- Work to do: Extract every line below that contains the word "rainbow", and copy each one in full.

- Data for this exercise:
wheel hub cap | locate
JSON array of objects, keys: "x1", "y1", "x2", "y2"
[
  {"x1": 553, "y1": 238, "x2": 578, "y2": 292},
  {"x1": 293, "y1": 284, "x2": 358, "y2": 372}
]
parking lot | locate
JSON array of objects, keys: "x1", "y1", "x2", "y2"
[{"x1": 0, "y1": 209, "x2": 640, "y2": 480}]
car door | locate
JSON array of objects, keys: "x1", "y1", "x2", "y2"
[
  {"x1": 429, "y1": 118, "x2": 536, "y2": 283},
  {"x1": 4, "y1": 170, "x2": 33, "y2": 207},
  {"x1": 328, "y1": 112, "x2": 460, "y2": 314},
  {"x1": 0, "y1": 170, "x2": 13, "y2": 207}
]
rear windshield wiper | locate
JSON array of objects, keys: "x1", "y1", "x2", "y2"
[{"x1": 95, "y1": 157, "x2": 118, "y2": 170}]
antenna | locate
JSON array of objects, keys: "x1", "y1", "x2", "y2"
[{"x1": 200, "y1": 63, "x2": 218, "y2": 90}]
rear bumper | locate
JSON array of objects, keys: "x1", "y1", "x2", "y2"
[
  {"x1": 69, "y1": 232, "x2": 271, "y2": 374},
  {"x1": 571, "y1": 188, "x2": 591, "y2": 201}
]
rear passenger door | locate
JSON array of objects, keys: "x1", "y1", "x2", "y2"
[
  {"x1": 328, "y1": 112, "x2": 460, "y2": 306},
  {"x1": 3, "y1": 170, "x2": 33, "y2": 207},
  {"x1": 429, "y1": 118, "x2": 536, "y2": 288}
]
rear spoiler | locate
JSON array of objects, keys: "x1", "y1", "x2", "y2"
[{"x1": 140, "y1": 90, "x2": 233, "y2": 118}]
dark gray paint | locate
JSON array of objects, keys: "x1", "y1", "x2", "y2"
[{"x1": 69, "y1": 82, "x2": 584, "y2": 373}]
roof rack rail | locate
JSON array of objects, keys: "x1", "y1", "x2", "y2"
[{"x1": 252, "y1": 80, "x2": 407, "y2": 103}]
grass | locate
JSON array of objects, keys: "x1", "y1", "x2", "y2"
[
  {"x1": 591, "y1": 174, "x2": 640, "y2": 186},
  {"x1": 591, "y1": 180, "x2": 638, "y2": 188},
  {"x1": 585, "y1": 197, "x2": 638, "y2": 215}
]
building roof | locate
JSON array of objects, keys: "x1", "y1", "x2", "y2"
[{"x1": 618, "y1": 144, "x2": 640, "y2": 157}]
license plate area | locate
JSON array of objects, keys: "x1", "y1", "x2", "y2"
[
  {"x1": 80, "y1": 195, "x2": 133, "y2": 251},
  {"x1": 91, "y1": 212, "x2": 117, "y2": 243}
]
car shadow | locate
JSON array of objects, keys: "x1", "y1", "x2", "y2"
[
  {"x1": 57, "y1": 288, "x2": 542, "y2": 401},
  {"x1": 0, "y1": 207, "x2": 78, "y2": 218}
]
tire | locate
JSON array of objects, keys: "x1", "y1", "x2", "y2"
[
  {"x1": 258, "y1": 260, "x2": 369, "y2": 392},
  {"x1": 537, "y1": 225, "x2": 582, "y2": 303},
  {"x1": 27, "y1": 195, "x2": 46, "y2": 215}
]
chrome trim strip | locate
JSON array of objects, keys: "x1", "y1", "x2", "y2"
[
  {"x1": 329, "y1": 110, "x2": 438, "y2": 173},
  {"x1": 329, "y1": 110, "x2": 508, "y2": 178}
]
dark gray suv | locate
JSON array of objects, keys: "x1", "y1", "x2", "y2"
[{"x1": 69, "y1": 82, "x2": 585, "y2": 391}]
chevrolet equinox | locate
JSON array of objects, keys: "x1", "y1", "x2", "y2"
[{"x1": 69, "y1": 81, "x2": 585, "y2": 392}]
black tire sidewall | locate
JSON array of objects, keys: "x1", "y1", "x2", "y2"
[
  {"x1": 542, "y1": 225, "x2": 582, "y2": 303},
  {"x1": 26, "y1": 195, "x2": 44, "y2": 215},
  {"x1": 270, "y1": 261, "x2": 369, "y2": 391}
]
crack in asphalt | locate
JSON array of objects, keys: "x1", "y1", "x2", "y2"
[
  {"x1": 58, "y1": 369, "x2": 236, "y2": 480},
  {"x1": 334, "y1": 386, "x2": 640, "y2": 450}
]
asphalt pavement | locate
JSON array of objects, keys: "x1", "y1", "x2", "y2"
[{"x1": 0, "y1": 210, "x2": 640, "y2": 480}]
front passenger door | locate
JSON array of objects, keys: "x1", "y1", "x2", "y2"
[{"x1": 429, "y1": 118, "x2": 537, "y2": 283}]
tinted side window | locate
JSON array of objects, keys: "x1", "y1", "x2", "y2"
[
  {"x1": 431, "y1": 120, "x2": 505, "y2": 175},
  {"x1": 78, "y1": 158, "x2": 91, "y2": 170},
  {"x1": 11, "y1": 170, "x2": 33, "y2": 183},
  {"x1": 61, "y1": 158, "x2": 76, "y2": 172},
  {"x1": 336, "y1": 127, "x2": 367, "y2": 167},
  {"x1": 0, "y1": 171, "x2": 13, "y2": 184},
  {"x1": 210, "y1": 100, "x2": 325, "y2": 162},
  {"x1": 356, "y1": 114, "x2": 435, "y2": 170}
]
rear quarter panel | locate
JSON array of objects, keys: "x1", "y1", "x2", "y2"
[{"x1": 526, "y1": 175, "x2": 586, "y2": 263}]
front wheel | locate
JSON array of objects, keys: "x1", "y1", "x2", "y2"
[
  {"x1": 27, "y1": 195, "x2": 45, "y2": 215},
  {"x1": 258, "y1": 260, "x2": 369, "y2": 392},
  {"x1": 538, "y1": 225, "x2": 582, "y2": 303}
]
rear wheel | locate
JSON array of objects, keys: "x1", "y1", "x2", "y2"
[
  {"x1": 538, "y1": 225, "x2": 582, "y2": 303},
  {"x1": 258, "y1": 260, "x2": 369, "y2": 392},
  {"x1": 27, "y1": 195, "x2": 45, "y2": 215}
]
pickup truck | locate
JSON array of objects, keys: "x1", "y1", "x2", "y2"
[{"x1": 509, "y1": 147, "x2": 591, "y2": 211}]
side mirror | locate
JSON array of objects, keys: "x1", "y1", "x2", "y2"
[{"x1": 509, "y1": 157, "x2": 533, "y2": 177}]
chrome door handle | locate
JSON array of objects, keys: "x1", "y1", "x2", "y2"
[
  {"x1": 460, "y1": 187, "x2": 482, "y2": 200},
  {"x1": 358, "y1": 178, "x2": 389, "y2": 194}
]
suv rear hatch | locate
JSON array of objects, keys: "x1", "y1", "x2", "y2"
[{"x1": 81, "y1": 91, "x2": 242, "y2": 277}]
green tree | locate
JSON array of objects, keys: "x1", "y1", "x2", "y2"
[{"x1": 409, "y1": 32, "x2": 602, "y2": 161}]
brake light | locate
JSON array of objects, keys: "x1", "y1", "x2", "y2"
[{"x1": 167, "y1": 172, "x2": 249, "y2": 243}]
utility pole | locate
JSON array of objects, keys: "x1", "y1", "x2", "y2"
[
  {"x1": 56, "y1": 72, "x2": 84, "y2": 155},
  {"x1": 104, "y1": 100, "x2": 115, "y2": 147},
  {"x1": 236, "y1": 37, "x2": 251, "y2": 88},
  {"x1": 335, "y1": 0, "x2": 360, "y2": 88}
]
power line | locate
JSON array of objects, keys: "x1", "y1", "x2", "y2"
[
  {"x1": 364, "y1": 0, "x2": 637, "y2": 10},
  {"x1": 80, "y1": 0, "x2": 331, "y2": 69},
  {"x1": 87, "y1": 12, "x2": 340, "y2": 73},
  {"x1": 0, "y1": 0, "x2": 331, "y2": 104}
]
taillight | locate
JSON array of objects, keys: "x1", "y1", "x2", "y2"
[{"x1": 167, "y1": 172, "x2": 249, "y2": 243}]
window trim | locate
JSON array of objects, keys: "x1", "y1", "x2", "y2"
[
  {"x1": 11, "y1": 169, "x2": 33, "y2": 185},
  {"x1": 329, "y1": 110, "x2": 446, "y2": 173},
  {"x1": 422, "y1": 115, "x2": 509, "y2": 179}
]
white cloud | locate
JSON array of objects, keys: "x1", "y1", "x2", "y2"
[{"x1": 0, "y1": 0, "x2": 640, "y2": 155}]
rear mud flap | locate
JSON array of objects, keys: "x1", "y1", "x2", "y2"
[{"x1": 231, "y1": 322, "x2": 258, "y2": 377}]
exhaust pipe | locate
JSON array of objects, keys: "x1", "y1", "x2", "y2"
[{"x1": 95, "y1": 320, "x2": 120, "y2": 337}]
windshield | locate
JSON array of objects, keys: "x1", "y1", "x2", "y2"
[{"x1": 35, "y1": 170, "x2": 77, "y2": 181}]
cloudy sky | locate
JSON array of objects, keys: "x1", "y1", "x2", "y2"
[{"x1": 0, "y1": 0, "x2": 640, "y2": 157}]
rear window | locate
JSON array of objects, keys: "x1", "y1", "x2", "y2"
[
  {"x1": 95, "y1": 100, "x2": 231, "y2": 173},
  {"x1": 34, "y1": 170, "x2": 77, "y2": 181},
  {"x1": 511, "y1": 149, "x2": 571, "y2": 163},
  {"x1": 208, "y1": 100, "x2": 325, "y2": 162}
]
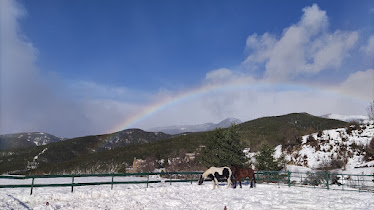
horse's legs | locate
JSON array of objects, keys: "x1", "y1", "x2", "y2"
[{"x1": 213, "y1": 177, "x2": 219, "y2": 190}]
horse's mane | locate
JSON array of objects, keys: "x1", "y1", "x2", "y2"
[{"x1": 202, "y1": 166, "x2": 232, "y2": 178}]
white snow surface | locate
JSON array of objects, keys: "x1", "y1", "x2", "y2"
[
  {"x1": 322, "y1": 114, "x2": 369, "y2": 123},
  {"x1": 0, "y1": 177, "x2": 374, "y2": 210},
  {"x1": 284, "y1": 121, "x2": 374, "y2": 171}
]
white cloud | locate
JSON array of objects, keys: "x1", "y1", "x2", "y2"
[
  {"x1": 205, "y1": 68, "x2": 232, "y2": 82},
  {"x1": 360, "y1": 35, "x2": 374, "y2": 56},
  {"x1": 243, "y1": 4, "x2": 358, "y2": 81},
  {"x1": 0, "y1": 0, "x2": 145, "y2": 137},
  {"x1": 337, "y1": 69, "x2": 374, "y2": 101}
]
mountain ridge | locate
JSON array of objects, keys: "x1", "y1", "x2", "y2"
[{"x1": 146, "y1": 117, "x2": 242, "y2": 135}]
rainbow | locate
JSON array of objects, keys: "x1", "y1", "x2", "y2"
[{"x1": 108, "y1": 80, "x2": 362, "y2": 133}]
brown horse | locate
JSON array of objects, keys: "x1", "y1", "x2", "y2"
[{"x1": 231, "y1": 166, "x2": 256, "y2": 188}]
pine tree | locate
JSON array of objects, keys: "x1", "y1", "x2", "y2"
[
  {"x1": 255, "y1": 144, "x2": 283, "y2": 171},
  {"x1": 201, "y1": 126, "x2": 247, "y2": 167}
]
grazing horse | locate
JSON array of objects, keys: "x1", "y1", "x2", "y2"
[
  {"x1": 199, "y1": 167, "x2": 233, "y2": 190},
  {"x1": 231, "y1": 166, "x2": 256, "y2": 188}
]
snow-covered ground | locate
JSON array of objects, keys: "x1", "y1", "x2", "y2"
[{"x1": 0, "y1": 177, "x2": 374, "y2": 210}]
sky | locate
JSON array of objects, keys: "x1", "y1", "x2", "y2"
[{"x1": 0, "y1": 0, "x2": 374, "y2": 138}]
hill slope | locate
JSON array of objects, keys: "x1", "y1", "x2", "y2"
[
  {"x1": 0, "y1": 113, "x2": 347, "y2": 173},
  {"x1": 0, "y1": 132, "x2": 64, "y2": 151},
  {"x1": 238, "y1": 113, "x2": 348, "y2": 151},
  {"x1": 149, "y1": 118, "x2": 242, "y2": 134}
]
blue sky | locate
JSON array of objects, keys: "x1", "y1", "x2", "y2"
[
  {"x1": 20, "y1": 0, "x2": 373, "y2": 90},
  {"x1": 0, "y1": 0, "x2": 374, "y2": 137}
]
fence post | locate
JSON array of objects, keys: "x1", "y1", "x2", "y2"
[
  {"x1": 71, "y1": 175, "x2": 74, "y2": 192},
  {"x1": 30, "y1": 177, "x2": 34, "y2": 195},
  {"x1": 111, "y1": 173, "x2": 114, "y2": 190}
]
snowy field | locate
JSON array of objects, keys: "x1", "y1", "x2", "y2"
[{"x1": 0, "y1": 178, "x2": 374, "y2": 210}]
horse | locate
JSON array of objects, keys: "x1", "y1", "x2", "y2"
[
  {"x1": 199, "y1": 167, "x2": 234, "y2": 190},
  {"x1": 231, "y1": 166, "x2": 256, "y2": 188}
]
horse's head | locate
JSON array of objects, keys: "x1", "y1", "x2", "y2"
[
  {"x1": 230, "y1": 165, "x2": 238, "y2": 175},
  {"x1": 198, "y1": 175, "x2": 204, "y2": 185}
]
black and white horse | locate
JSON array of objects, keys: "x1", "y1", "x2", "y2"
[{"x1": 199, "y1": 167, "x2": 234, "y2": 190}]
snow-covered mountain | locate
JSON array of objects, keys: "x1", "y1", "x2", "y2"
[
  {"x1": 0, "y1": 132, "x2": 64, "y2": 150},
  {"x1": 275, "y1": 121, "x2": 374, "y2": 172},
  {"x1": 148, "y1": 117, "x2": 242, "y2": 134},
  {"x1": 321, "y1": 114, "x2": 369, "y2": 123}
]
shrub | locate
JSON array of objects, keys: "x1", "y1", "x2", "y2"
[{"x1": 303, "y1": 172, "x2": 326, "y2": 186}]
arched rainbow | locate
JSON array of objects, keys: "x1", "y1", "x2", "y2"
[{"x1": 108, "y1": 80, "x2": 366, "y2": 133}]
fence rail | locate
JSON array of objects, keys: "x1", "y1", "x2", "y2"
[{"x1": 0, "y1": 171, "x2": 374, "y2": 194}]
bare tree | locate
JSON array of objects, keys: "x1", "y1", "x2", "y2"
[{"x1": 366, "y1": 100, "x2": 374, "y2": 120}]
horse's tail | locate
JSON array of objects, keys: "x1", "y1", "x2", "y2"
[{"x1": 252, "y1": 171, "x2": 257, "y2": 187}]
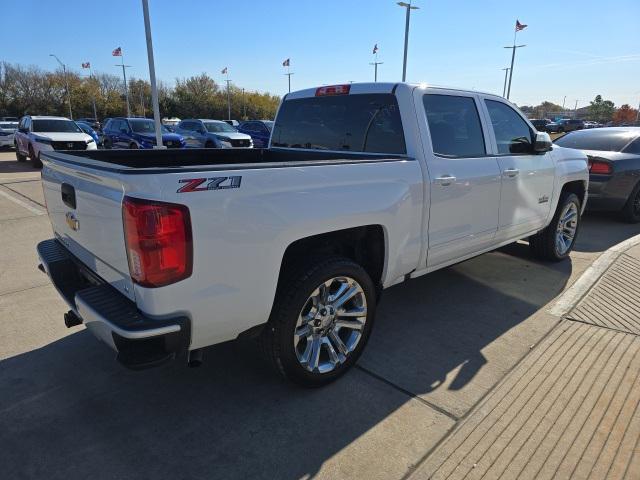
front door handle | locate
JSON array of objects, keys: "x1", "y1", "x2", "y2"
[{"x1": 435, "y1": 175, "x2": 456, "y2": 187}]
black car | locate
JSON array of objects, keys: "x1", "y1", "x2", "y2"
[
  {"x1": 558, "y1": 118, "x2": 584, "y2": 132},
  {"x1": 555, "y1": 127, "x2": 640, "y2": 223}
]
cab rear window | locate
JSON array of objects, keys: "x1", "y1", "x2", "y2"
[{"x1": 271, "y1": 93, "x2": 407, "y2": 154}]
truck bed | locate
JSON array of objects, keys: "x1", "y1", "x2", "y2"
[{"x1": 42, "y1": 148, "x2": 407, "y2": 174}]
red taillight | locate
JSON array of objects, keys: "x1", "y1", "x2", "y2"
[
  {"x1": 316, "y1": 84, "x2": 351, "y2": 97},
  {"x1": 589, "y1": 159, "x2": 613, "y2": 175},
  {"x1": 122, "y1": 197, "x2": 193, "y2": 287}
]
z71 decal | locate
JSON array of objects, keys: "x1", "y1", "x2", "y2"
[{"x1": 178, "y1": 176, "x2": 242, "y2": 193}]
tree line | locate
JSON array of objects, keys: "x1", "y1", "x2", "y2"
[
  {"x1": 520, "y1": 95, "x2": 638, "y2": 123},
  {"x1": 0, "y1": 63, "x2": 280, "y2": 119}
]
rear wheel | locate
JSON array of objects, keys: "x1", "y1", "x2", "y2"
[
  {"x1": 13, "y1": 143, "x2": 27, "y2": 162},
  {"x1": 29, "y1": 145, "x2": 42, "y2": 168},
  {"x1": 261, "y1": 257, "x2": 376, "y2": 387},
  {"x1": 529, "y1": 192, "x2": 581, "y2": 262},
  {"x1": 622, "y1": 182, "x2": 640, "y2": 223}
]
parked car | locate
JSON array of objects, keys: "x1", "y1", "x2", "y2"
[
  {"x1": 14, "y1": 115, "x2": 98, "y2": 168},
  {"x1": 238, "y1": 120, "x2": 273, "y2": 148},
  {"x1": 0, "y1": 121, "x2": 18, "y2": 148},
  {"x1": 76, "y1": 120, "x2": 101, "y2": 146},
  {"x1": 531, "y1": 118, "x2": 560, "y2": 133},
  {"x1": 103, "y1": 117, "x2": 186, "y2": 149},
  {"x1": 76, "y1": 117, "x2": 102, "y2": 132},
  {"x1": 558, "y1": 118, "x2": 584, "y2": 132},
  {"x1": 555, "y1": 127, "x2": 640, "y2": 223},
  {"x1": 33, "y1": 83, "x2": 589, "y2": 386},
  {"x1": 176, "y1": 119, "x2": 253, "y2": 148}
]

- Expected answer:
rainbow | locate
arched rainbow | locate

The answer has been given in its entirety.